§ Activity
Exact repetition of the data below is required.

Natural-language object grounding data
------------

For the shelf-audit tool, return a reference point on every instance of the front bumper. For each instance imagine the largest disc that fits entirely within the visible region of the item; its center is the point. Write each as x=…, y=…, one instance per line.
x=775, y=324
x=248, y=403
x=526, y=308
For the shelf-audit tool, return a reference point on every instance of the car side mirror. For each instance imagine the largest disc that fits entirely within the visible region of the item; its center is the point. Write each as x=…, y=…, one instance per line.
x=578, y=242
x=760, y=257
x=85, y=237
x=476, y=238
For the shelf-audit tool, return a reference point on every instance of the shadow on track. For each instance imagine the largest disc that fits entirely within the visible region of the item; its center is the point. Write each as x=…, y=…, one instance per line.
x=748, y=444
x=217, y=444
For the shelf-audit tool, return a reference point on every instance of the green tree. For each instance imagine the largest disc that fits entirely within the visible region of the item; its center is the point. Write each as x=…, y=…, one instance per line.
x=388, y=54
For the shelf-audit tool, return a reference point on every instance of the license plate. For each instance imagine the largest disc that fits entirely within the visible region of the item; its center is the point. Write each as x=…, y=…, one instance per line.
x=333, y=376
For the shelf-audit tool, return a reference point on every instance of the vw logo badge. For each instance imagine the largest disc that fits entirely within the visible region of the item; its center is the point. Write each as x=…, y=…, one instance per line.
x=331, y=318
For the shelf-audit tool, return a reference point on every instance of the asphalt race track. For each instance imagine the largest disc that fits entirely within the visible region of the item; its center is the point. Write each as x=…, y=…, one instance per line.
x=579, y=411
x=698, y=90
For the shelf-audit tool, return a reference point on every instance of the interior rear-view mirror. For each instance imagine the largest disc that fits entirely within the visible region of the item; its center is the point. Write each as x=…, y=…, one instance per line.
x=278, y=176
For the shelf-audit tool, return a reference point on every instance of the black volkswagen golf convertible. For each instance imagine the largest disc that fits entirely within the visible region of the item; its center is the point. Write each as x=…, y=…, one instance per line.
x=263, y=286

------------

§ Exercise answer
For the shelf-audit tool, return a reference point on every instance of the front bumper. For each instance imagine the largest disc that fits entirely within the visible region of the item; its center is the point. Write each as x=…, y=…, one instance per line.
x=775, y=324
x=248, y=403
x=526, y=308
For the shelf-audit tool, return a reference point on every instance of the car side mirror. For each instance imagine the largest disc that fits entirely within the visible region of the item; its center is the point. Write each as x=…, y=…, one instance per line.
x=578, y=242
x=760, y=257
x=85, y=237
x=476, y=238
For the shelf-audit tool, return a reference point on every instance of the shadow on track. For each instance imagine the largest disc that fits entirely within the visible region of the item; its center is the point. Write each as x=…, y=…, one instance per line.
x=748, y=444
x=217, y=444
For the shelf-audit tool, return a reference point on every instance of the green tree. For each instance imagine the largest disc that fits entirely within the visible region of the item; its center is the point. Write each as x=…, y=…, one instance per line.
x=388, y=54
For the shelf-audit tool, return a reference point on every instance of the license plate. For each instance imagine the largest disc that fits entirely within the visible region of the item; its center is the point. Write each as x=…, y=…, one instance per line.
x=333, y=376
For the shelf-audit tool, return a reference point on every instance of the vw logo badge. For each instance imagine the largest disc that fits entirely within the visible region of the item; its center is the point. Write each as x=…, y=…, one instance per line.
x=331, y=318
For the shelf-audit tool, return a reference point on every instance of the asphalt race track. For each instance imagine the largest disc that fits entirely within the visible region of the item; its center is the point. Write each as x=…, y=…, one instance per line.
x=579, y=411
x=698, y=90
For the shelf-audit tool, return a reference point on every instance of the interior rear-view mirror. For each instance imagine the largest disc that fits entirely within the visible region of the item; its center is the point. Write each as x=…, y=…, one instance per line.
x=278, y=176
For the shelf-audit tool, return a reference point on every instance of the black volkswagen golf convertible. For each instance imagine the largest disc that fits entirely within the visible region of the item; its center is the point. Write each as x=…, y=…, one instance per line.
x=263, y=286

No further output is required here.